== Source records

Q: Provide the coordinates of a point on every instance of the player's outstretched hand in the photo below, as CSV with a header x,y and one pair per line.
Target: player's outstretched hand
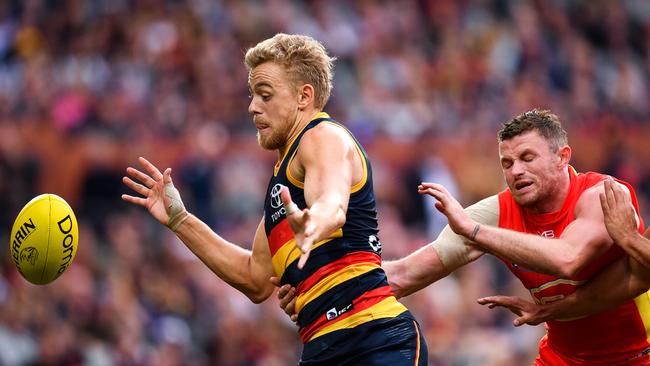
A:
x,y
301,225
287,297
620,217
458,219
527,312
160,197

====

Copy the listing above word for word, leaving out the picture.

▶ **Final result**:
Q: Provide the coordinates of a point on every instance of the player's outstretched hand in the photo below, as CSV with a header x,y and one pair per line.
Target: player's outstretched hand
A:
x,y
301,225
287,297
620,217
458,219
527,312
160,197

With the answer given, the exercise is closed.